Word for word, please restate the line containing "Target: car antenna" and all the lines that follow it to the end of the data.

● ● ● ● ●

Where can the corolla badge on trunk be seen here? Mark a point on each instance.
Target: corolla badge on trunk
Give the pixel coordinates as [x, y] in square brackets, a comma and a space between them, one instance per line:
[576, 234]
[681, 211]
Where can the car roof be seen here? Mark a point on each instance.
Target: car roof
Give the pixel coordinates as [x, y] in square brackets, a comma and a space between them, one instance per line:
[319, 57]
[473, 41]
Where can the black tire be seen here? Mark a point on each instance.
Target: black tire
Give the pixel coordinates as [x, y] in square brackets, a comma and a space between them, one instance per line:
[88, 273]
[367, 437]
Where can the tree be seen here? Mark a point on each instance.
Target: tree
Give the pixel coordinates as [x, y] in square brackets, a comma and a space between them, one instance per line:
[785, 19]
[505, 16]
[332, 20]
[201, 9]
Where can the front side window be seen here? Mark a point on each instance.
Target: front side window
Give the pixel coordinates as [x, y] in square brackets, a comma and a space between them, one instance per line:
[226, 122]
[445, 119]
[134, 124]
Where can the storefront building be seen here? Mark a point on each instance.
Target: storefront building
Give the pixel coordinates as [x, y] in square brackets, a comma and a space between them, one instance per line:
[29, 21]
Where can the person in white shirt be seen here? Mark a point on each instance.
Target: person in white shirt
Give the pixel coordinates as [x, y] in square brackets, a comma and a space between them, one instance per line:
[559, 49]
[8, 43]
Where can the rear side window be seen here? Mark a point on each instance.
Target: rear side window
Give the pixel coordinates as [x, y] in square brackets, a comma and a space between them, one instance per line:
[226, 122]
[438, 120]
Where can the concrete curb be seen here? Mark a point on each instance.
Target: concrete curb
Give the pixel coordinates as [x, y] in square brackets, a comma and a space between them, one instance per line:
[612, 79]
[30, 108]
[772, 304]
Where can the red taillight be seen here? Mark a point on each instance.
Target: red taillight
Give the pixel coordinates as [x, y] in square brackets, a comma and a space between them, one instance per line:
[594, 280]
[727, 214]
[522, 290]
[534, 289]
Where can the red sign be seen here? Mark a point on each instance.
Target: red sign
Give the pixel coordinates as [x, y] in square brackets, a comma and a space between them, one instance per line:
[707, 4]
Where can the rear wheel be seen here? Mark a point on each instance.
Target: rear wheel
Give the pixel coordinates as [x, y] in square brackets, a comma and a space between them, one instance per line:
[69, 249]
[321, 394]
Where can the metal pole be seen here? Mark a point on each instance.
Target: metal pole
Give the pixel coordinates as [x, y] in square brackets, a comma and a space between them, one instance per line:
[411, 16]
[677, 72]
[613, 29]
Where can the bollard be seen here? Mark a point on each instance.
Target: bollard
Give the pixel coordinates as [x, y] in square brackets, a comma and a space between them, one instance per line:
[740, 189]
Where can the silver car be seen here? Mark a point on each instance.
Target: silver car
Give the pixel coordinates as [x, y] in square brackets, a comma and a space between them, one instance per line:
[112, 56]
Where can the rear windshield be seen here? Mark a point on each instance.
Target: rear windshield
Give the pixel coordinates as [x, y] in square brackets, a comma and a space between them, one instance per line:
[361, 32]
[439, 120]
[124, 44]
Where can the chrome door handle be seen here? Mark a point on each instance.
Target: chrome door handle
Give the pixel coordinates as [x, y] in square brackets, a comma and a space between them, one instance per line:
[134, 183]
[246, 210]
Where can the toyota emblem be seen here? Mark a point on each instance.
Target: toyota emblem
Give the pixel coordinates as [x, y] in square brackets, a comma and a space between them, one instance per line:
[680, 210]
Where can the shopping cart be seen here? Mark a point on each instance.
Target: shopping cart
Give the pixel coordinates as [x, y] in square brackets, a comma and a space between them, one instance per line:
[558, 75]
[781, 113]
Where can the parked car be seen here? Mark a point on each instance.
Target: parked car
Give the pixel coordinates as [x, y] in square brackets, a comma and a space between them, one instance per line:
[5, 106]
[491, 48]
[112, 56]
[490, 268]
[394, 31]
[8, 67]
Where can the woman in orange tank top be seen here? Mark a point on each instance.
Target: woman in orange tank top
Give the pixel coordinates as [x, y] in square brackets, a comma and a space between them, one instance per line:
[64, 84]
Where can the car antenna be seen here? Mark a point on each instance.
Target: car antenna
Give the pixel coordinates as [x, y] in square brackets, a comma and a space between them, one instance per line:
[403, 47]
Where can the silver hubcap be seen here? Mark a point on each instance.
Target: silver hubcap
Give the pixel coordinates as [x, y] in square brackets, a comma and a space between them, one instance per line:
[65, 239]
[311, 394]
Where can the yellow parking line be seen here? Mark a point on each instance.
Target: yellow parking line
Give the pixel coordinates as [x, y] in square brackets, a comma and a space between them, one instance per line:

● ● ● ● ●

Task response
Target: car antenna
Give the pixel coordinates as [x, y] in square brackets, a comma and a space between them, one instance per line:
[403, 47]
Where can the silver hubcap be seen here? Mark a point on each instance.
Target: silver hubcap
Give the pixel coordinates as [x, y] in square brackets, a comma and a space between them, one instance per line:
[65, 239]
[311, 394]
Where can the yellow parking line be seen here? Mark a point on each instance.
Target: yellow parking line
Give the pixel coordinates as [x, y] in square brackets, a comma and a space between them, one instance per line:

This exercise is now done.